**** Input records

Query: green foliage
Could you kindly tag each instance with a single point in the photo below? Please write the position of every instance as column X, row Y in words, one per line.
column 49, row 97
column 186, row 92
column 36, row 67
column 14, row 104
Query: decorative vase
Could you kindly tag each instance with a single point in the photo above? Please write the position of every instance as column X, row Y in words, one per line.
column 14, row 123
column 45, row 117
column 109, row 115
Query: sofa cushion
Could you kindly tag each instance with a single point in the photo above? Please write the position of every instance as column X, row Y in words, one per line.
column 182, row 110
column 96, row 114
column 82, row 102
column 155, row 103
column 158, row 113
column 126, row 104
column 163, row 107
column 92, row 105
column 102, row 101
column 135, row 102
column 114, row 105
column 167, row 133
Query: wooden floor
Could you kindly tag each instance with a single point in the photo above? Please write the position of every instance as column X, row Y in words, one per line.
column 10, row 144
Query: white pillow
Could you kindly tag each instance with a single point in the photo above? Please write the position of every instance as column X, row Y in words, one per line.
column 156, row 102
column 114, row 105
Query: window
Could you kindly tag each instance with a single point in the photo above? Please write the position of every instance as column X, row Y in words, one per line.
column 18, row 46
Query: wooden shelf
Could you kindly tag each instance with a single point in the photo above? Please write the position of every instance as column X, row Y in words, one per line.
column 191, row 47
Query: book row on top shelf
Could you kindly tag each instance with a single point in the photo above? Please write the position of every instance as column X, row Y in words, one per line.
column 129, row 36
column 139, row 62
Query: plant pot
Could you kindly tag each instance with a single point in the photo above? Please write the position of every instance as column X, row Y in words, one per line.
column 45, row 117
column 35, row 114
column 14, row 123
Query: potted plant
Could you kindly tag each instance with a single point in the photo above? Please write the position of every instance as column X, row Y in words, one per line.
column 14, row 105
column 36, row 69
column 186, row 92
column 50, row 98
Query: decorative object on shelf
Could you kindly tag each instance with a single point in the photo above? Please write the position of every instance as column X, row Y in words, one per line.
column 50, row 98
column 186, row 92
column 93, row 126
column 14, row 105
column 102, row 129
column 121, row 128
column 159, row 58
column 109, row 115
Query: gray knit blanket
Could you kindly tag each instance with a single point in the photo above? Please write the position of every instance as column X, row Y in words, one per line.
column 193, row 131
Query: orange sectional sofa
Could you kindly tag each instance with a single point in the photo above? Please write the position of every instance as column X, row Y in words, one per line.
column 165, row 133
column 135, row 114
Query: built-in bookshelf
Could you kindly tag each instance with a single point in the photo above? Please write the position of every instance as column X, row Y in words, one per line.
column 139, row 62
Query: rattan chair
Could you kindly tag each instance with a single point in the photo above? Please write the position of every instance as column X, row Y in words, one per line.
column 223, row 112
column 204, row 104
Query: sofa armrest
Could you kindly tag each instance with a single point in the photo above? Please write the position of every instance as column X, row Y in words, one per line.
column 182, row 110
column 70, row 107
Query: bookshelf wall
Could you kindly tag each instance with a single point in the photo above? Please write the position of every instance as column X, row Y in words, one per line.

********

#### [Assignment]
Each record is to be retyped exactly as written.

#### [Exercise answer]
Query: green foliage
Could you kindly tag each instance with a single point in the photo below? Please write the position of every instance as column X, row Y in words, one per line.
column 49, row 97
column 186, row 92
column 36, row 67
column 14, row 104
Query: decorative vase
Could you kindly tag each instance with a single point in the photo above? Please write the position of every instance as column X, row Y in words, one per line.
column 14, row 123
column 45, row 117
column 109, row 115
Query: sofa cushion
Could you kindly tag each instance with a single point in the photo above? Please write the position of every instance as column X, row Y in words, one per line.
column 182, row 110
column 96, row 114
column 82, row 102
column 155, row 103
column 158, row 113
column 126, row 104
column 163, row 107
column 92, row 105
column 102, row 101
column 135, row 102
column 114, row 105
column 167, row 133
Query: wooden floor
Could you kindly tag each instance with a single point in the photo above? Please write the position of every instance as column X, row Y in words, one per line.
column 10, row 144
Query: white pillow
Could you kindly tag each instance with a single point in the photo above? Please write the position of every instance as column X, row Y in words, one per line.
column 156, row 102
column 114, row 105
Query: window
Could you kindly tag each instance with a single point in the photo above? Please write the position of every instance as column X, row Y in words, one per line.
column 18, row 46
Query: wooden shelf
Could you kindly tag each instance with a single point in the photo above? Please write the position of every instance as column X, row Y in words, one per line.
column 191, row 47
Query: book row on top shelf
Could you kindly tag each instance with a single point in the photo above? Please write the position of every instance as column X, row Y in words, one per line.
column 129, row 36
column 139, row 62
Query: plant pot
Could you kindly tag each instance with a single point in the photo above? Please write the position of every instance as column X, row Y in words, one per line.
column 45, row 117
column 35, row 114
column 14, row 123
Query: potted plant
Could you kindly tag each instance with a single point in the photo above? Please write the position of every instance as column X, row Y in words, one per line.
column 14, row 105
column 36, row 69
column 186, row 92
column 50, row 98
Query: decorative object on shelf
Could you kindly tag each instance with a single point in the photo above? Please write the position of every instance as column X, row Y in words, one per line.
column 50, row 98
column 186, row 92
column 93, row 126
column 14, row 105
column 102, row 129
column 121, row 128
column 159, row 58
column 109, row 115
Query: gray knit blanket
Could you kindly tag each instance with a single point in the photo above? Please write the position of every instance as column X, row Y in words, one per line.
column 193, row 131
Query: orange sectional sofa
Could you kindly tag each instance with a single point in the photo above? Please write the position of every instance as column X, row Y in words, one per line.
column 165, row 133
column 135, row 114
Query: built-in bookshelf
Could you kindly tag each instance with a single point in the photo above? Please write the position of every instance as column X, row Y in words, one per line.
column 139, row 62
Query: rattan chair
Could you kindly tag each instance with a single point in the photo above? Please write the position of every instance as column X, row Y in words, one per line.
column 223, row 112
column 204, row 104
Query: sofa armrest
Could you kindly tag each instance with a single point in the photo above? Please write the position of every instance as column X, row Y in words, one per line.
column 182, row 110
column 70, row 107
Query: bookshelf wall
Could you kindly tag each instance with a single point in the photo above? Please write the position of every instance as column X, row Y in words, one per line.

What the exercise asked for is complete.